→ **WHAT THIS TASK INVOLVES**
In the stretch from "# Outline the region of every instance of the concrete" through "[[116,210],[114,204],[114,176],[107,176],[107,202],[105,210]]", swap "wooden post" for "timber post" and give those lines again with everything else unchanged.

Excerpts from segmentation entries:

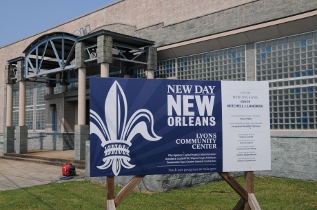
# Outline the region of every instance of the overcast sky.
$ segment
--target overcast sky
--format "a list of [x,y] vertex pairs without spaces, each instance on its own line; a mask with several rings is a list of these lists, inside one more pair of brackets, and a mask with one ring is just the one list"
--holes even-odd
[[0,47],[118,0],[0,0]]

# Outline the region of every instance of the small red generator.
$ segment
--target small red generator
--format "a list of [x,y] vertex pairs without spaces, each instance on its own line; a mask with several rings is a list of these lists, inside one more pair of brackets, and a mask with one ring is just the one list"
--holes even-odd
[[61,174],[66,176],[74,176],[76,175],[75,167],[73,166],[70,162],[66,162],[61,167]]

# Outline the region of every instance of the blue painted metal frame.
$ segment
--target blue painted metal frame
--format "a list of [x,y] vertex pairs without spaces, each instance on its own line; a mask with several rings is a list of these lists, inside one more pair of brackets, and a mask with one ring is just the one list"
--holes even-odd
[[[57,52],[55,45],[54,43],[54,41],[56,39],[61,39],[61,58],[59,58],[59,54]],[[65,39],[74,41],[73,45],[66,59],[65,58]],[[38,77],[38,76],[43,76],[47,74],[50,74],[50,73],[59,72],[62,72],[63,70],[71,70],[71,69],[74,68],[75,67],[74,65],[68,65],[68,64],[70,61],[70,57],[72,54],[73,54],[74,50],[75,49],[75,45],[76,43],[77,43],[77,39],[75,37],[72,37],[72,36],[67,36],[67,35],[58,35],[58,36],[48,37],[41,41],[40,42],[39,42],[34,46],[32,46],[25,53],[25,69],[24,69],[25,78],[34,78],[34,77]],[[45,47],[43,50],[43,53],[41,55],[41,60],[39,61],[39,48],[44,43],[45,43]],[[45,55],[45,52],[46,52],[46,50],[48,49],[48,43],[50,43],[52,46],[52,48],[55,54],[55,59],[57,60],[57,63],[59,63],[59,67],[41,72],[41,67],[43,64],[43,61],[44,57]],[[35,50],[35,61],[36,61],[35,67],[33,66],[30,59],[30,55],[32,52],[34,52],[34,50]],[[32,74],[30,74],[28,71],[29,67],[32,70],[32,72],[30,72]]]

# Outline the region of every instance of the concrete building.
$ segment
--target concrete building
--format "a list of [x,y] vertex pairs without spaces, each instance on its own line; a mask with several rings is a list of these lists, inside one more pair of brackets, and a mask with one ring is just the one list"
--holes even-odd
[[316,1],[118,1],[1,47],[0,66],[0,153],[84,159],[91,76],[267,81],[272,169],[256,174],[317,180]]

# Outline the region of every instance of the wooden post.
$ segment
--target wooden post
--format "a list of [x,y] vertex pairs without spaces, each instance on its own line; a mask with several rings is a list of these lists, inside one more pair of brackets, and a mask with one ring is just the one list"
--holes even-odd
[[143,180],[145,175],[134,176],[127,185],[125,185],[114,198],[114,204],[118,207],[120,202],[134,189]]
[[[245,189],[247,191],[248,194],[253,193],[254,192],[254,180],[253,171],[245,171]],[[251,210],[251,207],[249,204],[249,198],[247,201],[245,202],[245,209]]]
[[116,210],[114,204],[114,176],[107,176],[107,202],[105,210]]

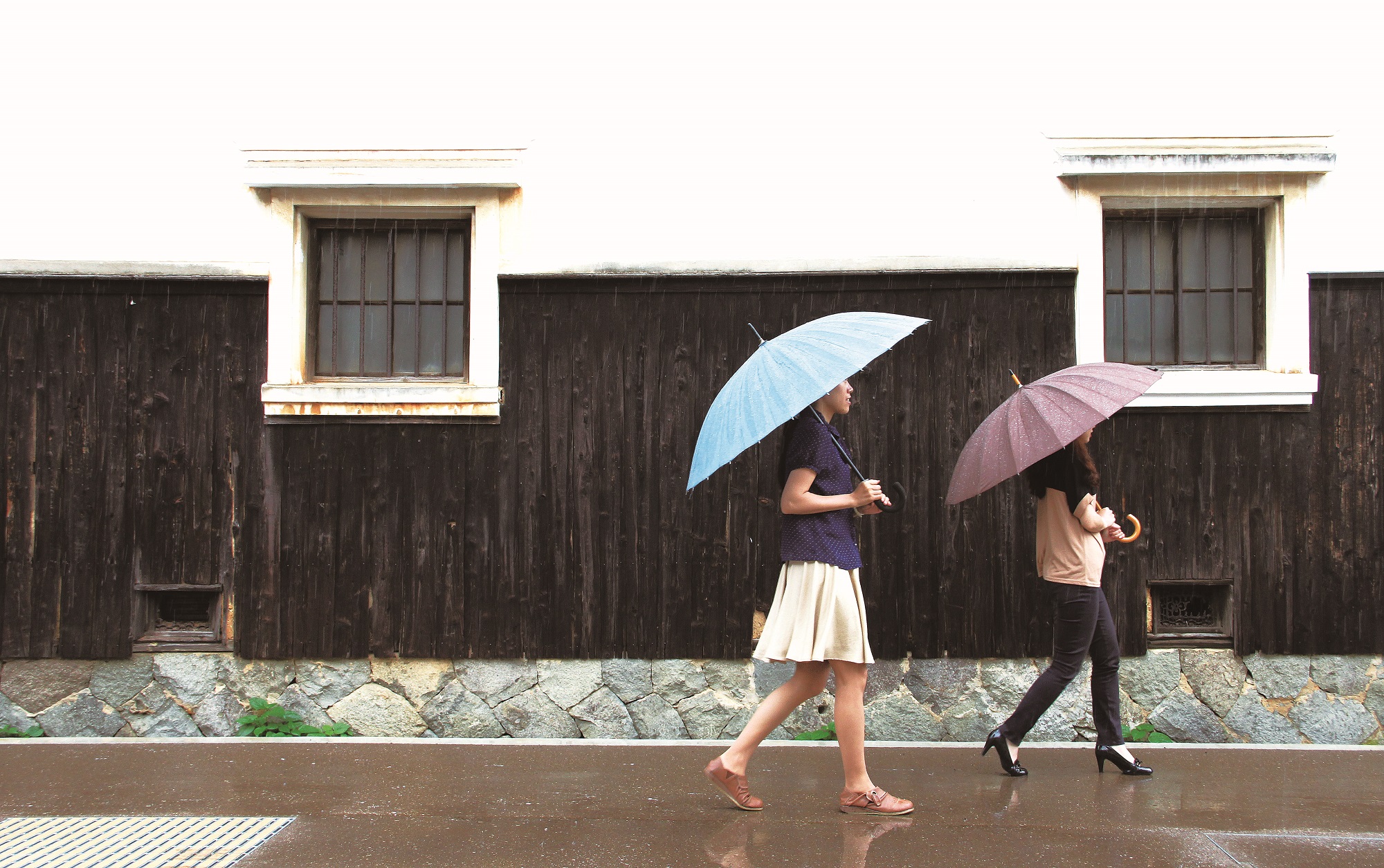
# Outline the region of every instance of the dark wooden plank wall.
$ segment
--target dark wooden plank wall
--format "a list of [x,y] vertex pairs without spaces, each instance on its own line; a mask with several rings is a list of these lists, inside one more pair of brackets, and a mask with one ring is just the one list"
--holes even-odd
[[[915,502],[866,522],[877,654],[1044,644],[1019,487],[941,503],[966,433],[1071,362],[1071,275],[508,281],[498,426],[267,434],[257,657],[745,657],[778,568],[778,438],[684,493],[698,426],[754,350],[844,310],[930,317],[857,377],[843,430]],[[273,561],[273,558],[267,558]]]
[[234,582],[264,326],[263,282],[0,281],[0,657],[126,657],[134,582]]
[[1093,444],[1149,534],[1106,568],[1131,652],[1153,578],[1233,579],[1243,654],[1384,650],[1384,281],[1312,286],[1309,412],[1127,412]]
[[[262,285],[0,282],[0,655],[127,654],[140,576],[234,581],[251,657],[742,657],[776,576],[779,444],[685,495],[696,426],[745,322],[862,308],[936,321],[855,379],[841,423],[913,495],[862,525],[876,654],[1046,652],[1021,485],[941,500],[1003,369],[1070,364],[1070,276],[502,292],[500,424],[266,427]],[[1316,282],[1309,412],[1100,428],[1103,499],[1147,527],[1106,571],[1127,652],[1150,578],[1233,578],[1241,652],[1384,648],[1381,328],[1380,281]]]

...

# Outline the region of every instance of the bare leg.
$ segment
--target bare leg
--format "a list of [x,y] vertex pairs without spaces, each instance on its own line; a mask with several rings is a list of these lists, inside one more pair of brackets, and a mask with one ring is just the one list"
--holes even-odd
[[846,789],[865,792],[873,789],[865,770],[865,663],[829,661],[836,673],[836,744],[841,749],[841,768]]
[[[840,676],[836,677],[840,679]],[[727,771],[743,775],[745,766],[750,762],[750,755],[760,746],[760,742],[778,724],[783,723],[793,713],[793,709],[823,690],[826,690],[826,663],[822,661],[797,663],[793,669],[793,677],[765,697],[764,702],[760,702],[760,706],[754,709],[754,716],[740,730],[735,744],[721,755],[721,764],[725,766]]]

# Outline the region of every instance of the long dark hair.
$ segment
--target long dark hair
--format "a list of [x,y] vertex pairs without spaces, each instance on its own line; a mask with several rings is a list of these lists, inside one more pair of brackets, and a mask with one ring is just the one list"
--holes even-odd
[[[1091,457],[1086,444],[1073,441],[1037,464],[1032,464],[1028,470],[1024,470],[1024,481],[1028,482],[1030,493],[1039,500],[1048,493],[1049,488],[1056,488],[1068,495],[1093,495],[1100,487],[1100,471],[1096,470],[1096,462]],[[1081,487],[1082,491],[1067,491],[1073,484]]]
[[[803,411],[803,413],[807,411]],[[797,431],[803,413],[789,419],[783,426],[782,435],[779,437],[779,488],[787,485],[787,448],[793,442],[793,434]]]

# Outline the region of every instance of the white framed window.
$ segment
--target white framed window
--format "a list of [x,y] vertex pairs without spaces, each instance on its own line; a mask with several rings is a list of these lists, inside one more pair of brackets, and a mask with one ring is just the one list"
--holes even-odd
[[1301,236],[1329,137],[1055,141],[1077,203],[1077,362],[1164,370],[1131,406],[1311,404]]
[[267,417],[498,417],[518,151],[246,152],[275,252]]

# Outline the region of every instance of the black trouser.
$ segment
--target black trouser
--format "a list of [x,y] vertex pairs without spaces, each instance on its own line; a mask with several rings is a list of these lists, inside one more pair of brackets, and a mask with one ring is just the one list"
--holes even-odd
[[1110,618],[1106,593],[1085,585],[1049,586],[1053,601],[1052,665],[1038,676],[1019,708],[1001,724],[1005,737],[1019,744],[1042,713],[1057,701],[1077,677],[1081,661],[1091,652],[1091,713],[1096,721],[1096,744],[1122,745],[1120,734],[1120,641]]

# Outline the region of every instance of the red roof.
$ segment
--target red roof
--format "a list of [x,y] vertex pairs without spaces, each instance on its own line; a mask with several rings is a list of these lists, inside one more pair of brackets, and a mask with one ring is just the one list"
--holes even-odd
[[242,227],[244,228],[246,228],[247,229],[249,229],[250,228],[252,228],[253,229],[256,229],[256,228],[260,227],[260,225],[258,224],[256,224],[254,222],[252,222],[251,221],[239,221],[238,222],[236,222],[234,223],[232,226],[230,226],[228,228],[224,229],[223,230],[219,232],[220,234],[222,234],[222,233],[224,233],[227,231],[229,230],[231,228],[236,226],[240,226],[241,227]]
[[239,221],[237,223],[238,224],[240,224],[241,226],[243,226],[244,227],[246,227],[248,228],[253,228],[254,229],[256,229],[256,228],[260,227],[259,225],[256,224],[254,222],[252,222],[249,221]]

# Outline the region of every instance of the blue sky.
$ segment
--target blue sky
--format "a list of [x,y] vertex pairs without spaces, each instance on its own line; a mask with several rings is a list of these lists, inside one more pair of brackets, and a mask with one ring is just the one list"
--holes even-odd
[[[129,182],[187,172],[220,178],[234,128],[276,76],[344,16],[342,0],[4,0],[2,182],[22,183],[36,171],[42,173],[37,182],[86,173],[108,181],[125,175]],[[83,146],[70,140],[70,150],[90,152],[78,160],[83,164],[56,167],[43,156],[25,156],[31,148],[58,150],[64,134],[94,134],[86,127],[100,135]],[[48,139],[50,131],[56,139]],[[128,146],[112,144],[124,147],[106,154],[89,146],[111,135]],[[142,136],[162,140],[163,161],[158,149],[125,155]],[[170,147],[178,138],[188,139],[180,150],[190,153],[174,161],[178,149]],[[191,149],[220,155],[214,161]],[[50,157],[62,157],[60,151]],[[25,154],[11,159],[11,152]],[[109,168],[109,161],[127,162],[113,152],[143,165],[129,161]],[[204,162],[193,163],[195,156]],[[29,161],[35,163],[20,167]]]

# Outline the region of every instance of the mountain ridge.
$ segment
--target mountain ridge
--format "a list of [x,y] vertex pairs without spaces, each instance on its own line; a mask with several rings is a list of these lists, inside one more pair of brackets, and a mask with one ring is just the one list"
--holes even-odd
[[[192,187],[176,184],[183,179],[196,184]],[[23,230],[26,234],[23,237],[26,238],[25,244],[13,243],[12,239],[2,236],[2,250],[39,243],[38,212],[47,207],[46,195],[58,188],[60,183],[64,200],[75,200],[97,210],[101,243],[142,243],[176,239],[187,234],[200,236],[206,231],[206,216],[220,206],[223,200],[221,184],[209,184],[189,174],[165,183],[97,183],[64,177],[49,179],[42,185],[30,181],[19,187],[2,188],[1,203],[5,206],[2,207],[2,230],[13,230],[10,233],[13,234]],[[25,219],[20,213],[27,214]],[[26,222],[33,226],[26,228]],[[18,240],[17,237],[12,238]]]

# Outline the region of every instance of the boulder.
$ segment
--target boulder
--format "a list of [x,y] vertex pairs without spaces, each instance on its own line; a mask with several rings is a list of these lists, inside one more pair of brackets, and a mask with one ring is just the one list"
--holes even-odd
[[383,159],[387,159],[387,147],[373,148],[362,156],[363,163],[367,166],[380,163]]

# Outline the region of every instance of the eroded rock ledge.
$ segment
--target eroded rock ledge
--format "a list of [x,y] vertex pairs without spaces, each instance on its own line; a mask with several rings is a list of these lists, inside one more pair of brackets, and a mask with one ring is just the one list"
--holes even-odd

→ **FINISHED ANSWER**
# Outline the region of every instance of the concrete building.
$ segment
--target concrete building
--format "a list of [x,y] vertex pairs without spaces, each instance on its own line; a mask with several rings is a list of these lists, inside one more pair of brackets, and a mask with one ring is just the one list"
--holes even-odd
[[316,1],[118,1],[1,47],[0,66],[0,153],[84,159],[91,76],[267,81],[272,169],[256,174],[317,180]]

# Outline the region of every instance of the timber post.
$ segment
--target timber post
--format "a list of [x,y] vertex pairs without spaces, each instance on its own line; a mask with several rings is a list of these lists, inside one more pair of brackets, and a mask with one ring is just the one list"
--holes even-odd
[[143,180],[145,175],[134,176],[127,185],[125,185],[114,198],[114,204],[118,207],[120,202],[134,189]]
[[[245,189],[247,191],[248,194],[253,193],[254,192],[254,180],[253,171],[245,171]],[[251,210],[251,207],[249,204],[249,198],[247,201],[245,202],[245,209]]]
[[116,210],[114,204],[114,176],[107,176],[107,202],[105,210]]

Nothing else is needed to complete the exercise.